ROANOKE TIMES

                         Roanoke Times
                 Copyright (c) 1995, Landmark Communications, Inc.

DATE: SUNDAY, January 23, 1994                   TAG: 9401210101
SECTION: CURRENT                    PAGE: NRV-13   EDITION: NEW RIVER VALLEY 
SOURCE: ROBERT FREIS STAFF WRITER
DATELINE: BLACKSBURG                                LENGTH: Medium


MANY HOMES SET NO EXAMPLE FOR HEALTHY EATING

It's long been assumed that good eating habits - among other life skills - are dependably taught at home.

"That model has sure gone out the window," Forrest Thye says.

Food scientists, such as Thye, a Virginia Tech professor of nutrition, invite those skeptical about the impact of the fast-food generation to attend any school lunchroom.

There, they say, you'll see children consistently put the wrong food in their mouths and the right food in the waste can.

Thye and a team of researchers don't want these misguided young appetites to grow up as unhealthy adults.

With a $52,580 state grant, they're studying students' tastes for school meals - why they either accept or turn up their noses at what may be their best meal of the day.

"A lot of things impinge on whether or not a child eats healthy - lifestyle, family, media. Maybe they've never seen broccoli," Thye said.

By meeting with elementary, middle and high school students across Virginia over the next few months, Thye's project seeks information that will improve participation in school breakfast and lunch programs.

There's widespread recognition that children need to eat healthier and that local school systems are struggling financially to satisfy their student customers, Thye said.

- [Exercise requirements]:
A - According to the article on children's eating habits, how much is the state grant that funds the study of students' tastes for school meals?
B - Update the article on children's eating habits, starting with "Thye and a team" and going on through "and lunch programs.", and replace "broccoli" with "spinach".
C - Write the next part of the article on children's eating habits, starting after its final sentence.

Stored dataset items:
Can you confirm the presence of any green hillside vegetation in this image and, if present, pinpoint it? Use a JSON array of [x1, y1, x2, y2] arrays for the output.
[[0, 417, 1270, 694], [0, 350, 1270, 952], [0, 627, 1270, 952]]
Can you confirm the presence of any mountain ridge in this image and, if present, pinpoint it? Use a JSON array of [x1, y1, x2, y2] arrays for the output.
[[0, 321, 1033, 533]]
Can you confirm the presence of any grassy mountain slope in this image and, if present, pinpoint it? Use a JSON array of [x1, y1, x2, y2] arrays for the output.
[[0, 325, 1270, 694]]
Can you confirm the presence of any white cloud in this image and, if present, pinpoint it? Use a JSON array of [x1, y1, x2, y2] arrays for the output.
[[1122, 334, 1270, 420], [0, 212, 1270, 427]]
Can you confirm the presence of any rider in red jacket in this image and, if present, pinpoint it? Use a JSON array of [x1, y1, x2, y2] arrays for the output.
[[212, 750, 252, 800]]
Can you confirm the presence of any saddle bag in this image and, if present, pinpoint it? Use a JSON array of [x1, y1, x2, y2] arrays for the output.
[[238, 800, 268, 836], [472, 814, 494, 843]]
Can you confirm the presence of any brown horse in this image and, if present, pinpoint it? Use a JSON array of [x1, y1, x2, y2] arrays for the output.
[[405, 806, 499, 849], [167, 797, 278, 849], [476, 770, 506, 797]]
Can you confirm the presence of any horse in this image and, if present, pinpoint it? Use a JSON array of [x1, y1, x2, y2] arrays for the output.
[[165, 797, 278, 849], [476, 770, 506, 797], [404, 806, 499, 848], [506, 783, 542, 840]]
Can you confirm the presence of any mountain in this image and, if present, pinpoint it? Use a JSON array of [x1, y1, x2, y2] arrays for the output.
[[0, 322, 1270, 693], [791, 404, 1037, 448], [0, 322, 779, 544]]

- [Replies]:
A - $52,580

B -
Thye and a team of researchers don't want these misguided young appetites to grow up as unhealthy adults.

With a $52,580 state grant, they're studying students' tastes for school meals - why they either accept or turn up their noses at what may be their best meal of the day.

"A lot of things impinge on whether or not a child eats healthy - lifestyle, family, media. Maybe they've never seen spinach," Thye said.

By meeting with elementary, middle and high school students across Virginia over the next few months, Thye's project seeks information that will improve participation in school breakfast and lunch programs.

C -
"It's an effort on the part of the state to help," he said. "They've got a heck of a problem to deal with."

Preliminary findings show no single reason why students are attracted or repelled by school food.

Economic factors, peer pressure, food quality and time constraints all play a role, said Anne Alexander, a research associate.

School lunches, like other institutional meals, also bear a negative stigma - regardless of how well the food is prepared, she said.

"Some students may say if it's a school lunch, it has to be bad."

Yet school years are the best opportunity to instill healthy appetites and eating habits, Alexander said.

Youthful eating disorders such as obesity or anorexia and long-term effects such as heart disease or cancer can be mitigated by actively teaching good nutrition, she said.

Yet Alexander attended a December public hearing in Washington to tell congressional leaders and Department of Agriculture representatives that classroom nutritional education is underemphasized.

"We need a grass-roots effort, with parents, students and teachers involved. It's going to take a long time and a lot of effort to make these changes," she said.